**Problema proposto A:** Edite todas as linhas dos dados registrados abaixo, substituindo "lesson" por "exercise" e deixando todo o resto inalterado.

**Texto fornecido:**
· · ·

Após o fim da ditadura, Nair manteve seu perfil engajado. A pedido da Unicef, documentou a realidade de mulheres e crianças da América Latina. Retratou índios e movimentos sociais. “Procuro usar a fotografia para chamar a atenção para as causas que considero importantes”, diz a artista, que tem suas obras nos acervos do MoMA, de Nova York, do Smithsonian Institute, em Washington, do MAM-RJ, entre outros.

Local X Global

Ao conhecer o trabalho de Alemberg, chamou a atenção de Nair seu caráter universal. “Vocês falam da cultura do quintal de vocês, mas que é universal. Seja local para ser global. É isso o que vocês fazem”, afirma. De fato, foi-se o tempo em que o público da produção da Casa Grande se restringia ao sertão. Os meninos ganharam o mundo.

· · ·

**Dados registrados:**
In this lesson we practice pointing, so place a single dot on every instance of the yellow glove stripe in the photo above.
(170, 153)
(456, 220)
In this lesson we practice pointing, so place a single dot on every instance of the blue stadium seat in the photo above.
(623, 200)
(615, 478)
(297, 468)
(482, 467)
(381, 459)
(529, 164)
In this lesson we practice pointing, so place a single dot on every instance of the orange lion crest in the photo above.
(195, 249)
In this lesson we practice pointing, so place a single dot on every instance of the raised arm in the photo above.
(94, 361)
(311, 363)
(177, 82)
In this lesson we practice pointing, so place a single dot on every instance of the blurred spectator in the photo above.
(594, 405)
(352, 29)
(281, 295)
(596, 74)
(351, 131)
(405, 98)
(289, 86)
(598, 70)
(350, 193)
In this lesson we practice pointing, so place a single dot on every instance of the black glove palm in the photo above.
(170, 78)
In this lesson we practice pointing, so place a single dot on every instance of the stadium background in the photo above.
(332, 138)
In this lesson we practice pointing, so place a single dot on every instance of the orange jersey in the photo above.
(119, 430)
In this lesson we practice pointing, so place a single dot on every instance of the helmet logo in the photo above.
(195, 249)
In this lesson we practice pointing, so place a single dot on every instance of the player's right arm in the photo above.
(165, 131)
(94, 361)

· · ·

**Problema proposto B:**
Responda com base no texto fornecido:
(i) A pedido de qual organização Nair documentou a realidade de mulheres e crianças da América Latina?
(ii) Que caráter do trabalho de Alemberg chamou a atenção de Nair?
(iii) A que região se restringia antigamente o público da produção da Casa Grande?

**Resposta escrita A:**
In this exercise we practice pointing, so place a single dot on every instance of the yellow glove stripe in the photo above.
(170, 153)
(456, 220)
In this exercise we practice pointing, so place a single dot on every instance of the blue stadium seat in the photo above.
(623, 200)
(615, 478)
(297, 468)
(482, 467)
(381, 459)
(529, 164)
In this exercise we practice pointing, so place a single dot on every instance of the orange lion crest in the photo above.
(195, 249)
In this exercise we practice pointing, so place a single dot on every instance of the raised arm in the photo above.
(94, 361)
(311, 363)
(177, 82)
In this exercise we practice pointing, so place a single dot on every instance of the blurred spectator in the photo above.
(594, 405)
(352, 29)
(281, 295)
(596, 74)
(351, 131)
(405, 98)
(289, 86)
(598, 70)
(350, 193)
In this exercise we practice pointing, so place a single dot on every instance of the black glove palm in the photo above.
(170, 78)
In this exercise we practice pointing, so place a single dot on every instance of the stadium background in the photo above.
(332, 138)
In this exercise we practice pointing, so place a single dot on every instance of the orange jersey in the photo above.
(119, 430)
In this exercise we practice pointing, so place a single dot on every instance of the helmet logo in the photo above.
(195, 249)
In this exercise we practice pointing, so place a single dot on every instance of the player's right arm in the photo above.
(165, 131)
(94, 361)

**Resposta escrita B:**
(i) Da Unicef.
(ii) Seu caráter universal.
(iii) Ao sertão.